● **What you should do**: Each record must appear in your answer exactly as it does below.

● **Dataset entries**:
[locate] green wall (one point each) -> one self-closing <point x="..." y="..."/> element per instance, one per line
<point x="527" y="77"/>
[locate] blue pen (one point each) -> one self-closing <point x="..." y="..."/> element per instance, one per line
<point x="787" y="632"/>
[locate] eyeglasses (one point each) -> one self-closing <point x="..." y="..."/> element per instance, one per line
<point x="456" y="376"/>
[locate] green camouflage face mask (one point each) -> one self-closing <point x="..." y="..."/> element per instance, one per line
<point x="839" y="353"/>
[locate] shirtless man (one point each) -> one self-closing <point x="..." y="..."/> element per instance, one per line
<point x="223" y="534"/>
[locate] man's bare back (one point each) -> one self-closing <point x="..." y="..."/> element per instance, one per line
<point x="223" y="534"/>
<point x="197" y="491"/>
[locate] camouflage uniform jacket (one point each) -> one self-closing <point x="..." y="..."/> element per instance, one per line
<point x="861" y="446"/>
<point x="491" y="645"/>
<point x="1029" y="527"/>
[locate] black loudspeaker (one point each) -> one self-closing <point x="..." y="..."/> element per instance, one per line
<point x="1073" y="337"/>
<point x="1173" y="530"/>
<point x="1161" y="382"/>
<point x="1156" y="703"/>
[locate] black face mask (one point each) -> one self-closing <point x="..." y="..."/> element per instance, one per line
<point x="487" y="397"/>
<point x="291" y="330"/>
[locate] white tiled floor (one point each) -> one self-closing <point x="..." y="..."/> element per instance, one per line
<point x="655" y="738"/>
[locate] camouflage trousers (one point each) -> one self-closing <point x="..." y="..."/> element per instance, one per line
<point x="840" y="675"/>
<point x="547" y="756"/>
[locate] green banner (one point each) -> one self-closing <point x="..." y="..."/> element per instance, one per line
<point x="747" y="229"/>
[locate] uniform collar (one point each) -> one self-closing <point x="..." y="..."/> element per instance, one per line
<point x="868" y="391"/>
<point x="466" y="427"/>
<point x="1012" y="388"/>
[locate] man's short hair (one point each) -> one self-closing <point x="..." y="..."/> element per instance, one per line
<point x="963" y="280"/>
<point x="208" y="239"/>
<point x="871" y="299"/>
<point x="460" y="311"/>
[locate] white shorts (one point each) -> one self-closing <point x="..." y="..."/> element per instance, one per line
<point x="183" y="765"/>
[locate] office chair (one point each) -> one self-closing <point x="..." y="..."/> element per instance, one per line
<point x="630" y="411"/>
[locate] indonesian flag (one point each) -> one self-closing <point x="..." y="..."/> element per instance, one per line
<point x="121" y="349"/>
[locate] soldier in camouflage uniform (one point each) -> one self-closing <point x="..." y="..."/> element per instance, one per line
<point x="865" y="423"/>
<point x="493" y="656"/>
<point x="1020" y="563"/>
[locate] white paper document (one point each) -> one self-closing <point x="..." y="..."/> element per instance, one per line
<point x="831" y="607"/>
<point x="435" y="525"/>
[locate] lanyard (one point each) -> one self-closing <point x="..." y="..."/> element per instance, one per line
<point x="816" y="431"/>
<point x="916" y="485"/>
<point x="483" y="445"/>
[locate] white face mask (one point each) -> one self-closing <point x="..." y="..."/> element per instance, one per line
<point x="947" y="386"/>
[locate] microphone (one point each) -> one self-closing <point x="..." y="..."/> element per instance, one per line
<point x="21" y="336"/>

● **Problem solution**:
[locate] green wall (one point each) -> one self-closing <point x="..." y="..."/> element per instance, one per line
<point x="527" y="77"/>
[locate] blue pen (one point each) -> one self-closing <point x="..." y="..."/> element per instance, one per line
<point x="787" y="632"/>
[locate] eyeglasses (one point each) -> one self-closing <point x="..." y="..."/> element per instance, one per line
<point x="456" y="376"/>
[locate] green camouflage face mask (one point each) -> one self-closing <point x="..." y="..."/> element per instance, one per line
<point x="839" y="353"/>
[locate] shirtless man (one point each) -> one self-closing <point x="..." y="..."/> element per instance, one per line
<point x="223" y="534"/>
[locate] man's bare back (one point each) -> one self-closing <point x="..." y="..."/> element per instance, one per line
<point x="223" y="534"/>
<point x="197" y="491"/>
[locate] camouflage uniform jacket (one point each) -> one self-closing <point x="..." y="..."/> element per instance, one per line
<point x="861" y="446"/>
<point x="491" y="645"/>
<point x="1029" y="527"/>
[locate] black loudspeaker (one point each) -> one self-closing <point x="..." y="..."/> element per instance, one per line
<point x="1073" y="337"/>
<point x="1173" y="530"/>
<point x="1161" y="382"/>
<point x="1156" y="703"/>
[locate] black face mask (one point each) -> one self-closing <point x="..." y="..."/> element per instance, one per line
<point x="487" y="397"/>
<point x="291" y="330"/>
[locate] white tiled floor (one point each) -> one self-closing <point x="..." y="..."/> element per instance, one per line
<point x="655" y="738"/>
[locate] camouflage trousers (one point each) -> one self-closing <point x="..." y="..."/> element per instance, one per line
<point x="840" y="675"/>
<point x="547" y="756"/>
[locate] green banner (one point each) -> one self-closing <point x="..." y="..."/> element per instance, one per line
<point x="747" y="229"/>
[locate] uniform collar (one point each) -> one self-closing <point x="..." y="..."/> element per instance, one per line
<point x="868" y="391"/>
<point x="466" y="427"/>
<point x="1012" y="388"/>
[locate] man's short hair (one point each) -> one self-closing <point x="..." y="..."/> element per instance, one per line
<point x="963" y="280"/>
<point x="208" y="239"/>
<point x="871" y="299"/>
<point x="460" y="311"/>
[locate] white shorts (one point each) -> one self-closing <point x="..." y="..."/> element per instance, one per line
<point x="183" y="765"/>
[locate] office chair (one point each) -> one self-closing <point x="..." y="..."/> element per instance, one per line
<point x="630" y="411"/>
[locate] indonesian flag (one point each) -> one self-closing <point x="..." y="..."/> element per instance, one per line
<point x="121" y="349"/>
[locate] soldier in camouflage uniform (one point each) -> one self-closing <point x="..." y="..."/> element per instance, one per line
<point x="865" y="423"/>
<point x="493" y="656"/>
<point x="1020" y="563"/>
[locate] white paper document (one point each) -> one self-closing <point x="..." y="..."/> element per instance, one per line
<point x="831" y="607"/>
<point x="435" y="525"/>
[locate] lanyard (one point each) -> one self-closing <point x="..." y="..."/> element per instance, one per line
<point x="816" y="431"/>
<point x="916" y="485"/>
<point x="483" y="445"/>
[locate] white face mask (one point each) -> one self-closing <point x="..." y="..."/> element per instance, one per line
<point x="947" y="386"/>
[locate] microphone (one point each) -> one self-closing <point x="..." y="..."/> element per instance, one per line
<point x="21" y="336"/>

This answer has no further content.